Type out the records again, exactly as they are.
-- Given entries follows --
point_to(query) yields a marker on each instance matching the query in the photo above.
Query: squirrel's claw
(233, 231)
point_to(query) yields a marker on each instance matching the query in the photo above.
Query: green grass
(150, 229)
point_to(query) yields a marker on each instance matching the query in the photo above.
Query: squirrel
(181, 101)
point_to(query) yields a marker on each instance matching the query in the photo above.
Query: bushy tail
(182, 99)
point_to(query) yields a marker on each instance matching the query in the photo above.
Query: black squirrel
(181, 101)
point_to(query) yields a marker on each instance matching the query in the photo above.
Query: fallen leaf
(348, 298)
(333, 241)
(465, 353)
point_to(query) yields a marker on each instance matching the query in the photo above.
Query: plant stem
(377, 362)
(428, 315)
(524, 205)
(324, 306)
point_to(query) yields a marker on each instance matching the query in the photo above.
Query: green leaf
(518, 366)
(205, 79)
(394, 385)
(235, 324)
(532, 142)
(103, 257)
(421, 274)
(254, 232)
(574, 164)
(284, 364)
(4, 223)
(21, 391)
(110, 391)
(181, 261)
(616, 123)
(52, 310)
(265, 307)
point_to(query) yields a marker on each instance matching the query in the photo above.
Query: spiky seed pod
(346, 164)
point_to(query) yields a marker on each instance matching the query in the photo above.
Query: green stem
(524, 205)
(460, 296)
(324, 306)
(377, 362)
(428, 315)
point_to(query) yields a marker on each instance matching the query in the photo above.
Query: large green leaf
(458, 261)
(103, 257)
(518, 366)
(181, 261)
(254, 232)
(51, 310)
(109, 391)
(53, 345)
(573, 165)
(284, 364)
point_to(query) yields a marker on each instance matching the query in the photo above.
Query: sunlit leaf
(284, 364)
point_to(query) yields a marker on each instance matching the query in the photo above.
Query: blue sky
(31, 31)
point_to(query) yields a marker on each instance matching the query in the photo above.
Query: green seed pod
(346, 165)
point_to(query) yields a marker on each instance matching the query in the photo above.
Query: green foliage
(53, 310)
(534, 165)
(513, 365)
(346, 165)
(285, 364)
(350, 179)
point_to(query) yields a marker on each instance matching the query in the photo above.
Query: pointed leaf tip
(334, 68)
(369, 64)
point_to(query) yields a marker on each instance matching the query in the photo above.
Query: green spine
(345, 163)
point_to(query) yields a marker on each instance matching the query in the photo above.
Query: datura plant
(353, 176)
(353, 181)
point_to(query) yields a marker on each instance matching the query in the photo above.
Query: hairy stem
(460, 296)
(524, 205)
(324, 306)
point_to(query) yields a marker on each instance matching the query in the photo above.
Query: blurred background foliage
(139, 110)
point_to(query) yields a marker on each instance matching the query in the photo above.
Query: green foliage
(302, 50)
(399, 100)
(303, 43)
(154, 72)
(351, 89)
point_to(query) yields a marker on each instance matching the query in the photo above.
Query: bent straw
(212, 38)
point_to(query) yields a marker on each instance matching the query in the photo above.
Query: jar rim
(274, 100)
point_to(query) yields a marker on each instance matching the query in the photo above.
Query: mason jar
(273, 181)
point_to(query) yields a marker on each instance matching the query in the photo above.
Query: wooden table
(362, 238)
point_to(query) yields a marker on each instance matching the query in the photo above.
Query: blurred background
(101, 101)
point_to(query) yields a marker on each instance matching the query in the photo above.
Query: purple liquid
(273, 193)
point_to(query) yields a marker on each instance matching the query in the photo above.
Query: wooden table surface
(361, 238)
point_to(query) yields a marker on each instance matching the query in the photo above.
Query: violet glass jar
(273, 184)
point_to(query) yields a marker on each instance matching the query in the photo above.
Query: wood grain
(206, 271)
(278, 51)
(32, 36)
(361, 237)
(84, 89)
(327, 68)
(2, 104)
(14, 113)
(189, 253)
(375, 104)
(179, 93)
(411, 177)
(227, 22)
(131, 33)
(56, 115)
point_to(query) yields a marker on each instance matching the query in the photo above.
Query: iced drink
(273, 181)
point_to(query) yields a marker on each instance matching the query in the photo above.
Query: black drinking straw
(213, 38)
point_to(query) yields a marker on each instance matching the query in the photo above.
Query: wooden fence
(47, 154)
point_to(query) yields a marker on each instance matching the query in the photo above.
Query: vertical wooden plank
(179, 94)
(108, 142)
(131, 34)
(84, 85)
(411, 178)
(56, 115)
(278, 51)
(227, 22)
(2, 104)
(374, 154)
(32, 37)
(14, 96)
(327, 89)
-- Given entries concluded --
*Response to the exercise*.
point_to(query) yields a marker on each instance matching the query in the photo above.
Query: squirrel's claw
(233, 231)
point_to(query) yields a marker on each instance matching the query in the photo above.
Query: green grass
(150, 229)
point_to(query) yields a marker on each instance matching the query in the photo above.
Query: squirrel
(181, 101)
point_to(query) yields a marker on each instance matching the query in the photo above.
Query: bushy tail
(182, 99)
point_to(query) yields a marker on each instance matching the query in the photo above.
Query: black squirrel
(181, 101)
point_to(query) yields a marker on each instance matching the query in the photo above.
Query: fallen leaf
(348, 298)
(333, 241)
(465, 353)
point_to(query) yields a marker on each instance matching the query in the photo above.
Query: plant stem
(377, 362)
(428, 315)
(524, 205)
(324, 306)
point_to(query) yields a marker on each instance matching the query in the photo above.
Query: green leaf
(518, 366)
(205, 79)
(394, 385)
(235, 324)
(532, 142)
(103, 257)
(421, 274)
(254, 232)
(574, 164)
(284, 364)
(4, 223)
(21, 391)
(110, 391)
(181, 261)
(616, 123)
(52, 310)
(265, 307)
point_to(query) yields a marker on each instance matching the query in the photo above.
Query: spiky seed pod
(346, 164)
point_to(query) yields a marker on each instance matching the query in the photo above.
Query: green stem
(524, 205)
(460, 296)
(324, 306)
(377, 362)
(428, 315)
point_to(query) yields a marker on each instance matching the query in the photo above.
Query: large green leaf
(458, 261)
(103, 257)
(518, 366)
(181, 261)
(254, 232)
(51, 310)
(109, 391)
(53, 345)
(573, 165)
(284, 364)
point_to(query) yields a marker on each instance matching the query in the photo above.
Query: sunlit leaf
(284, 364)
point_to(query) yields a marker on each instance matching the query in the photo above.
Query: blue sky
(31, 31)
point_to(query) yields a marker on each instance matching the query in the photo above.
Query: green seed pod
(346, 165)
point_to(query) yields a marker on each instance matching the query in the photo above.
Query: green foliage
(53, 310)
(534, 165)
(513, 365)
(346, 165)
(285, 364)
(350, 179)
point_to(query) yields a marker on each instance matching the query in the photo above.
Query: pointed leaf tip
(334, 68)
(369, 64)
point_to(query) yields a marker on each instance matching the query in the photo above.
Query: green spine
(345, 163)
point_to(query) yields a marker on each instance matching the query in the photo above.
Query: datura plant
(353, 176)
(353, 181)
point_to(query) yields a marker on each instance matching the query in the photo above.
Query: hairy stem
(460, 296)
(524, 205)
(324, 306)
point_to(query) yields a marker on each instance matching the query in the photo above.
Query: blurred background foliage
(139, 110)
point_to(query) yields a marker on each instance matching the query in the photo above.
Query: green foliage
(302, 50)
(399, 100)
(303, 43)
(154, 72)
(351, 89)
point_to(query) yields a marker on each instance matching the query in the photo above.
Query: bent straw
(212, 38)
point_to(query) yields a marker on each instance matching the query in the photo above.
Query: jar rim
(274, 100)
point_to(query) yields a marker on each instance matching the query in the photo above.
Query: mason jar
(273, 181)
point_to(query) yields a marker on each instance matching the query in the photo above.
Query: wooden table
(362, 238)
point_to(query) yields a marker on each instance matching the query in the photo above.
Query: blurred background
(101, 101)
point_to(query) yields a marker on each instance matching the query in the photo above.
Query: purple liquid
(273, 193)
point_to(query) yields a marker on each instance matching the query in the photo above.
Query: wooden table surface
(361, 238)
point_to(query) yields a marker on each instance matching the query in the photo above.
Query: violet glass jar
(273, 184)
point_to(query) yields a marker on each instance matching the query in the photo above.
Query: wood grain
(206, 271)
(278, 51)
(32, 36)
(361, 237)
(84, 89)
(327, 68)
(2, 104)
(14, 113)
(189, 253)
(375, 104)
(179, 93)
(411, 177)
(227, 22)
(131, 33)
(56, 115)
point_to(query) yields a marker on each instance matching the query in the photo above.
Query: iced drink
(273, 181)
point_to(query) yields a marker on each instance matching the query in the photo above.
Query: black drinking straw
(213, 38)
point_to(query) yields a marker on each instance matching the query in the photo above.
Query: wooden fence
(47, 154)
point_to(query) yields a marker on each instance matching the query in the photo above.
Query: vertical wooden plank
(179, 94)
(108, 142)
(131, 34)
(84, 85)
(411, 178)
(56, 115)
(278, 51)
(227, 22)
(2, 104)
(374, 154)
(32, 37)
(14, 96)
(327, 89)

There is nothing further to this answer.